* _Text provided_:
··········

Thin-film magnetic random access memories (MRAM) are of interest because of their potential application to nonvolatile and volatile memories. In a conventional MRAM, the magnetic storage cell typically includes a magnetic tunneling junction (MTJ) stack having a free layer, an insulating tunneling barrier layer, and a pinned layer. Use of a conventional MTJ stack makes it possible to design an MRAM cell with high integration density, high speed, low read power, and soft error rate (SER) immunity.
A conventional MRAM also includes bit lines and word lines, which are generally orthogonal. Note that the names of the conventional conductive lines are interchangeable. Other names, such as row line, column line, digit line, and data line, may also be used. The magnetic storage cells are typically located at the intersections of bit lines and word lines. In order to program a particular magnetic storage cell, write currents are driven through both the word line and the bit line associated with a particular magnetic storage cell. A current in only one of the word line or bit line is insufficient to write to the cell. However, in combination, the current provide a sufficient magnetic field to program the MTJ stack as desired.
Although such a conventional MRAM functions, one of ordinary skill in the art will readily recognize that such a conventional MRAM may inadvertently write to nearby cells. Consequently, conventional word lines may be segmented. In such a conventional MRAM, a conventional global word line is coupled through a switch, such as a transistor, to each word line segment. A number of magnetic storage cells, and thus a number of bits, are associated with each segment. As discussed above, a bit line is orthogonal to the segment at each magnetic storage cell. Typically, eight or sixteen bits are associated with each segment in a conventional MRAM having segmented word lines. In a conventional MRAM having segmented word lines, a programming current is provided only to a particular segment of the word line during writing. As a result, the possibility of inadvertently writing to cells not associated with the segment is substantially reduced.

··········

* _Supplied data_:

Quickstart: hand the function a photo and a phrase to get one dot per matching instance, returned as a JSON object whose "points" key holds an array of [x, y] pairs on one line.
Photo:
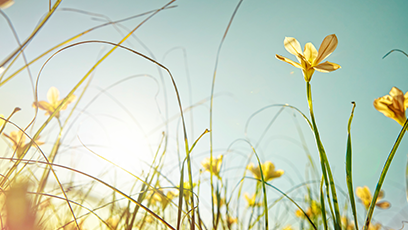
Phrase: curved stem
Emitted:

··········

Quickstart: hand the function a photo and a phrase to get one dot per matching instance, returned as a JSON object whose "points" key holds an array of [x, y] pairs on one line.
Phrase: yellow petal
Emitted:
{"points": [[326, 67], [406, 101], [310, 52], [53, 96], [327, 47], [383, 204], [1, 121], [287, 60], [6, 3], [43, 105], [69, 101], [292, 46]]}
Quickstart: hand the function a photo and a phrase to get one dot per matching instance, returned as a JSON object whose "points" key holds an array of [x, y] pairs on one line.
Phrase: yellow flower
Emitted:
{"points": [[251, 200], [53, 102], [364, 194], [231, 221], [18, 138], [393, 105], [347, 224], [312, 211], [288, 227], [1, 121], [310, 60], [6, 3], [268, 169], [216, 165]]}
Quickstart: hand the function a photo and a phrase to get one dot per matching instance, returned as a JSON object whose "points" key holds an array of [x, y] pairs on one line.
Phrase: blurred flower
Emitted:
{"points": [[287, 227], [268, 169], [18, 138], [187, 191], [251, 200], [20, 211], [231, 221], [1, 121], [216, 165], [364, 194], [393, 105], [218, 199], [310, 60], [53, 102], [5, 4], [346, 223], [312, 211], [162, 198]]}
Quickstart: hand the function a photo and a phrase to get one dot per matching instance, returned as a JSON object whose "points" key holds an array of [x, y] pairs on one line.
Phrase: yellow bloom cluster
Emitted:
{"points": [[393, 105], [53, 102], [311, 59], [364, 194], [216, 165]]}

··········

* _Task A_:
In the passage on magnetic random access memory, give the part from "Thin-film magnetic random" to "rate (SER) immunity." again, replacing "pinned layer" with "reference layer".
* _Task B_:
In the passage on magnetic random access memory, how many bits are typically associated with each word line segment in a conventional MRAM with segmented word lines?

* _Written reply A_:
Thin-film magnetic random access memories (MRAM) are of interest because of their potential application to nonvolatile and volatile memories. In a conventional MRAM, the magnetic storage cell typically includes a magnetic tunneling junction (MTJ) stack having a free layer, an insulating tunneling barrier layer, and a reference layer. Use of a conventional MTJ stack makes it possible to design an MRAM cell with high integration density, high speed, low read power, and soft error rate (SER) immunity.

* _Written reply B_:
Eight or sixteen bits.